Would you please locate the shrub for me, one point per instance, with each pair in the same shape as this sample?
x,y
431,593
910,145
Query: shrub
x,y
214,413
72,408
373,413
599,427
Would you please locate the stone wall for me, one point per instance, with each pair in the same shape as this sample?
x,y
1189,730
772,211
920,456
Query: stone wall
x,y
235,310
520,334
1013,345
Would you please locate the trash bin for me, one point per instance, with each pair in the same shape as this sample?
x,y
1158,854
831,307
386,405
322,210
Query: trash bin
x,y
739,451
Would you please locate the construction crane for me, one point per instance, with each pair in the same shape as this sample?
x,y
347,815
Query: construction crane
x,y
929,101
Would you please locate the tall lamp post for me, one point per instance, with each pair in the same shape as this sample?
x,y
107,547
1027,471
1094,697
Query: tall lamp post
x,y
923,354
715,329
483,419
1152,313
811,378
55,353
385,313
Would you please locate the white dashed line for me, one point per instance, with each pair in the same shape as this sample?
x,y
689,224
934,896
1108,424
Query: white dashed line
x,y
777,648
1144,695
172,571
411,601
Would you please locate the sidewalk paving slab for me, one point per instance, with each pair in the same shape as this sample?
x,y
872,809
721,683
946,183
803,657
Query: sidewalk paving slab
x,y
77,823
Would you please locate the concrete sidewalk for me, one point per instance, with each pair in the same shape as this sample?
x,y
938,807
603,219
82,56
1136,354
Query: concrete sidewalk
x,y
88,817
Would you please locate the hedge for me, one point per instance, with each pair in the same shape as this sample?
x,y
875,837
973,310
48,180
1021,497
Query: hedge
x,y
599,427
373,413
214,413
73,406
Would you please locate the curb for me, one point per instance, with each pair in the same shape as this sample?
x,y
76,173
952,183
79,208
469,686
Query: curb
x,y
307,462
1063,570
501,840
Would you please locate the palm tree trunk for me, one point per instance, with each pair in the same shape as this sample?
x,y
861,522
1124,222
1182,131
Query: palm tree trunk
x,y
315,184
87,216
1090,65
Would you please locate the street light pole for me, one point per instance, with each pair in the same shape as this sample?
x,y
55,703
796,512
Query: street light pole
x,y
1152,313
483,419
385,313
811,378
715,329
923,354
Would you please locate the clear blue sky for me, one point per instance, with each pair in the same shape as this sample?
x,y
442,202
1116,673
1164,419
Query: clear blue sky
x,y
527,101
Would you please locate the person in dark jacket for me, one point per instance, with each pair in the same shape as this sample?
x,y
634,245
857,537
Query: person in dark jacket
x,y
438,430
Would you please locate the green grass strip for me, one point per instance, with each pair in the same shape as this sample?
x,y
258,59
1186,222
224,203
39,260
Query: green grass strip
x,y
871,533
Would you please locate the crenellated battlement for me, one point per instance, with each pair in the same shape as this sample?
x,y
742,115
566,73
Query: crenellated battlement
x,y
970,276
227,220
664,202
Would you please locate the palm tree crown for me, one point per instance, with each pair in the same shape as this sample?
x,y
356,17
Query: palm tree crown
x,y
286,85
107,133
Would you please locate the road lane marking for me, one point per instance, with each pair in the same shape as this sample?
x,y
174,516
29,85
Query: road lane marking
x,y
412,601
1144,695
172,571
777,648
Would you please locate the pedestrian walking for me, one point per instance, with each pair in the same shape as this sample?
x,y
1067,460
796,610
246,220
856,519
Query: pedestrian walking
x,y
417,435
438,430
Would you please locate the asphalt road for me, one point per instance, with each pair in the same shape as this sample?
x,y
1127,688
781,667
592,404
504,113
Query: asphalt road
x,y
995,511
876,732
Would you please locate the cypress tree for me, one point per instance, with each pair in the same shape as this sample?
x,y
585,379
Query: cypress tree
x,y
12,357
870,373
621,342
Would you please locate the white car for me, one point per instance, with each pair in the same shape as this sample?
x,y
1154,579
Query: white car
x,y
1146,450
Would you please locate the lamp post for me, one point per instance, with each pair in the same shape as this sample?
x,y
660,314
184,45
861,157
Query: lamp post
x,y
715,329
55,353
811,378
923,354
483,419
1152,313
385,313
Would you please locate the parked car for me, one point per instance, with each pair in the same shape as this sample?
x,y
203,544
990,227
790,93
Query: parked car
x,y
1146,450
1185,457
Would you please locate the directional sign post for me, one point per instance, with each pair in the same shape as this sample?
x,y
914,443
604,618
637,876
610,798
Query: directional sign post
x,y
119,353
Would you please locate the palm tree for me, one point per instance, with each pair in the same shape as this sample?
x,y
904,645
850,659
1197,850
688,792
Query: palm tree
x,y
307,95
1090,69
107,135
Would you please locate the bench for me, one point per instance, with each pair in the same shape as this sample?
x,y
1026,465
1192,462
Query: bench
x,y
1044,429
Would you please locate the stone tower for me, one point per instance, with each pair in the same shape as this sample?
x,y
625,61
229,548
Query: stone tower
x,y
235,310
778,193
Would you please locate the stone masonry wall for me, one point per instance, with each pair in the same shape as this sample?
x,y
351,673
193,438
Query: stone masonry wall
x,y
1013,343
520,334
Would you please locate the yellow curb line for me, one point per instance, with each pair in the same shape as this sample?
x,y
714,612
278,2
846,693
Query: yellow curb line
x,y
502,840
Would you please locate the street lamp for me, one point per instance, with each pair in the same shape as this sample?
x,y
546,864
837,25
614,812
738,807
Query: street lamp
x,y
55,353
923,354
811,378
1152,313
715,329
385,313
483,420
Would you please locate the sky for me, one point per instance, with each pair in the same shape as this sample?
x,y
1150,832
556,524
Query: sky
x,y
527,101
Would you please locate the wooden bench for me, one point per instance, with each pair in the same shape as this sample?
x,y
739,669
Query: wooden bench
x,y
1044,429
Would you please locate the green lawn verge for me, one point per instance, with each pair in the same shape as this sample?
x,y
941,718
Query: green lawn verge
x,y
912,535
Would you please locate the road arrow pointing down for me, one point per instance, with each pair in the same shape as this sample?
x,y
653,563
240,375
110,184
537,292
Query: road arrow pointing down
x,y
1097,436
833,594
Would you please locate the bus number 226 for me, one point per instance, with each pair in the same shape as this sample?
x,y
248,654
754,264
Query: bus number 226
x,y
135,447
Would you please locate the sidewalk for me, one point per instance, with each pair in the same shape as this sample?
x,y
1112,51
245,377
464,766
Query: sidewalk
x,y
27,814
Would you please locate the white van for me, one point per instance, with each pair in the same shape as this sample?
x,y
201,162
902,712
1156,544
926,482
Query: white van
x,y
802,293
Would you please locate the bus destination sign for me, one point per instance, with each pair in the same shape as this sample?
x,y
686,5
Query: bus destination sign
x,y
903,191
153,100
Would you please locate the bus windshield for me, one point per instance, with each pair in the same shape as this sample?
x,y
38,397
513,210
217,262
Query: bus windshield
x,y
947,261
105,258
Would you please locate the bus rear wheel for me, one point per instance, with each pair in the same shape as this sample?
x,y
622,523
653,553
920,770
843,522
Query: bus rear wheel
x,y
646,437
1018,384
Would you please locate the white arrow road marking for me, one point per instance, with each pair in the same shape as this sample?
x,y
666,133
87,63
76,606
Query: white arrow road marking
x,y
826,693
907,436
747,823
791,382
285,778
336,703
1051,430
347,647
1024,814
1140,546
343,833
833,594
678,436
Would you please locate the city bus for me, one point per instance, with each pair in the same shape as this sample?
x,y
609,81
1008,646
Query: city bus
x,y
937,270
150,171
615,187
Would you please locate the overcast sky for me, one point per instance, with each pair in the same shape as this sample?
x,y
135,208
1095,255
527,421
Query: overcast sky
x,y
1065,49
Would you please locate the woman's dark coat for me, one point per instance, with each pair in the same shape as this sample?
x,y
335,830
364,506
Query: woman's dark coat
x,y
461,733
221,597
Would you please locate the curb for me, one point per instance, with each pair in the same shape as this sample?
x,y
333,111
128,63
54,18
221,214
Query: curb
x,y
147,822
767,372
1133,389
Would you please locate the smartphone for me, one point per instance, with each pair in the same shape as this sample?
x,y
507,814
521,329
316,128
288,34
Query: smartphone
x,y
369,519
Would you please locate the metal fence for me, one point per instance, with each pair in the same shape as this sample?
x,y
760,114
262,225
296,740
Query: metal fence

-.-.-

→ **What needs to be done**:
Revise the lines from the one containing "Would you please locate the woman's" through the last line, both included, changing "smartphone" to "mobile phone" and leaving everything else as it is. Return only those lines.

→ **Response to the task**:
Would you please locate the woman's dark coat for me, one point per instance, with each pair in the same shape as this sample?
x,y
335,830
364,506
Query: woman's dark coat
x,y
461,733
221,597
Would you please locate the curb for me, one point per instance, with each pair in the same shape as this sample?
x,y
333,111
128,63
54,18
221,214
Query: curb
x,y
147,822
767,372
1133,389
Would you please locate the mobile phone for me, one point per instance, with each pair in the same shape as this sample?
x,y
507,814
521,329
316,128
288,34
Query: mobile phone
x,y
369,519
Would you please locate the metal fence for me, one point per instance, with each pair in the same shape as this sample?
x,y
760,114
262,225
296,740
Query: metal fence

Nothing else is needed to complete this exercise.